Your instructions: Retype the records word for word, beginning at the line that contains "the woman's fingers." and stopping after the line that contains "the woman's face.", both included.

Records shown:
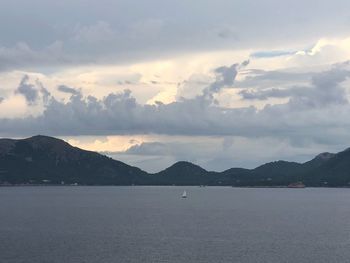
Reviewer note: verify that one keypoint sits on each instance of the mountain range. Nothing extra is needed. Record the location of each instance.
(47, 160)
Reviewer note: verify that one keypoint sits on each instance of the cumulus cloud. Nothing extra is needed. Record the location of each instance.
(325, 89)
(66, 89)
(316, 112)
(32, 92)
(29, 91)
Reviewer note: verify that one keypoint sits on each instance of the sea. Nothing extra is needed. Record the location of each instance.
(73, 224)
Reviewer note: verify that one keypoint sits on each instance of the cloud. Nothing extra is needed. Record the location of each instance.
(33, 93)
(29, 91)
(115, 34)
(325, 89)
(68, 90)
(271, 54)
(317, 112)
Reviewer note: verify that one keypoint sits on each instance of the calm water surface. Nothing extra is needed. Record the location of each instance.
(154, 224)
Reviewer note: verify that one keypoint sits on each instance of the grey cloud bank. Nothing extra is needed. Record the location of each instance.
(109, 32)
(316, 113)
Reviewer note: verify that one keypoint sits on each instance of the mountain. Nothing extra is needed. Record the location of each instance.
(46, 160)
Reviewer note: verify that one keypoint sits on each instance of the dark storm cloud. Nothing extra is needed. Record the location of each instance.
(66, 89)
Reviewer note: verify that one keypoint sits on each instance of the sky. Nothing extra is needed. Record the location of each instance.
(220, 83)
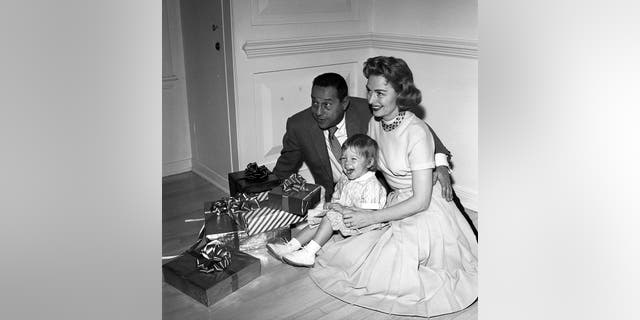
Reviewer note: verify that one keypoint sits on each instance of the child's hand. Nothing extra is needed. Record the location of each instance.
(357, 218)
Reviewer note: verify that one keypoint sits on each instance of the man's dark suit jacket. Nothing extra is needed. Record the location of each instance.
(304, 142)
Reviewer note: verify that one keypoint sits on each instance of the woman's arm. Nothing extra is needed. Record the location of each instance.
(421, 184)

* * *

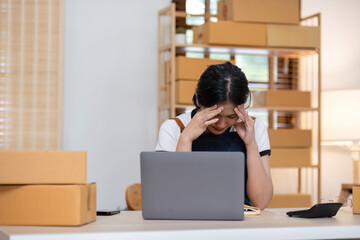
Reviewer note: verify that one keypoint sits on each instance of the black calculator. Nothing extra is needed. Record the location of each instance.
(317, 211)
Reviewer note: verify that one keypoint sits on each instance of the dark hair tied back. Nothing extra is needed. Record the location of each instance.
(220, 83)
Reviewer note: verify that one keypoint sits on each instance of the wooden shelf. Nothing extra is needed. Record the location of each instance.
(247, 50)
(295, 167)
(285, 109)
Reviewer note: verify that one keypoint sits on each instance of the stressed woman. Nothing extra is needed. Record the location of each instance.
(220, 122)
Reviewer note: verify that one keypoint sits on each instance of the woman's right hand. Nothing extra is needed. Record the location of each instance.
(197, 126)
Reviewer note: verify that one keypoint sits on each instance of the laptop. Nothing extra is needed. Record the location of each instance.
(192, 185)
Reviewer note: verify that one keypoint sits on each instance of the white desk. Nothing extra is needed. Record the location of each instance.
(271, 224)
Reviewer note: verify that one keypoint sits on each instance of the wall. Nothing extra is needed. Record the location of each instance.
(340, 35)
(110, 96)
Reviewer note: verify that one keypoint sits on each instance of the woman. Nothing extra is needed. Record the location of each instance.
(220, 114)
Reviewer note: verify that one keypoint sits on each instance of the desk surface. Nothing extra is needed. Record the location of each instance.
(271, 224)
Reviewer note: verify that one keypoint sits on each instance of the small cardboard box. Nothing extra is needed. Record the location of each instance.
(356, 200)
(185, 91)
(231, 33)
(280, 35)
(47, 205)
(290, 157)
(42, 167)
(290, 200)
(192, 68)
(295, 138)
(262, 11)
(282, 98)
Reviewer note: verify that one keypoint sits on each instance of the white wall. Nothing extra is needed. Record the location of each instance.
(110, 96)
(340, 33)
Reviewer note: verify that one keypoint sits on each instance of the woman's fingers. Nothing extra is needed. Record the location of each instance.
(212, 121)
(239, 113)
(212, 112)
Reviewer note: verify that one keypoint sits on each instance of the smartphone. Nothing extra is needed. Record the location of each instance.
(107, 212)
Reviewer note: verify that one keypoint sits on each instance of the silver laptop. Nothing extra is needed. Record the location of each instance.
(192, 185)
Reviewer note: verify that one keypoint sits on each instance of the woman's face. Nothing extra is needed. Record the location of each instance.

Exercise response:
Reviewer note: verify that one keypoint sits on each instance of the woman's fingers. Nothing extra is needed. Record the location of each instance.
(212, 121)
(239, 113)
(212, 112)
Reviewer note: verify that one keypoint sits on each instance of the smartphone. Nothing extra is needed. Record the location of each instance.
(107, 212)
Reviewer note: verify that one keypoint sits on each instance of the silver laptop. Nothing extra is needed. Record the location of each instance.
(192, 185)
Reviewer note: verify that one keypoint sits on each instance of the woman's face. Nothing extra is needed. Record the location of each instance.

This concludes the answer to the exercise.